• **Activity**
Restate word for word the entries below, starting at the line with "[locate] girl's ear" and ending at the line with "[locate] white background". Keep both end lines and omit the pictures.

• **Recorded information**
◇ ◇ ◇ ◇ ◇ ◇ ◇

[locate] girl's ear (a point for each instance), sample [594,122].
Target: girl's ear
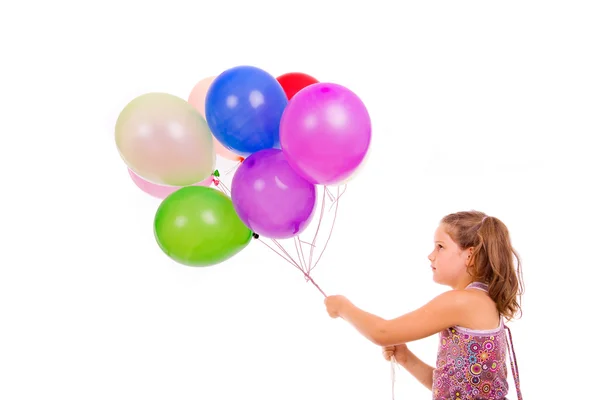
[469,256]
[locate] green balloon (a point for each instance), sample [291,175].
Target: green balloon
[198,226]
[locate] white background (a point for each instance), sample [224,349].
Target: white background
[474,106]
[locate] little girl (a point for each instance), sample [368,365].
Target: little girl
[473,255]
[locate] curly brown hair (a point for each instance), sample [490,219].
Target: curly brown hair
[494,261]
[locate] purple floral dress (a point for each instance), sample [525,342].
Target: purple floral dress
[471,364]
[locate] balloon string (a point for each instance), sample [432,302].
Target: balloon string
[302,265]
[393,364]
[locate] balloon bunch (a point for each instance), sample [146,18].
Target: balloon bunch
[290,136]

◇ ◇ ◇ ◇ ◇ ◇ ◇

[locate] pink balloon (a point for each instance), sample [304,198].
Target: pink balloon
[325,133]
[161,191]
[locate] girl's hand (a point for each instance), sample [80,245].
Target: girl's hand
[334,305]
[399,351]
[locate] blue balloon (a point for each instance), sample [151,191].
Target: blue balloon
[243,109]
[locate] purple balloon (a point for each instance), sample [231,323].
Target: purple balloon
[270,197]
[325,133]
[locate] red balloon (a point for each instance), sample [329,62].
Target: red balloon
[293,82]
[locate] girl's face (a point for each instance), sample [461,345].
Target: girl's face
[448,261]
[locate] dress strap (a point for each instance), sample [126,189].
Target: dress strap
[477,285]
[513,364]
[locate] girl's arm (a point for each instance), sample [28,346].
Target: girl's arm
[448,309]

◇ ◇ ◇ ◇ ◇ ◇ ◇

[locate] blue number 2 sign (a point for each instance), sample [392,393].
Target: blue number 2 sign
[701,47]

◇ ◇ ◇ ◇ ◇ ◇ ◇

• **Solution below**
[locate] girl's ear (a point for each instance), sample [594,122].
Target: girl's ear
[469,256]
[locate] green balloon (a point for each instance), sample [291,175].
Target: green balloon
[198,226]
[locate] white background (a point for each instance), sample [224,349].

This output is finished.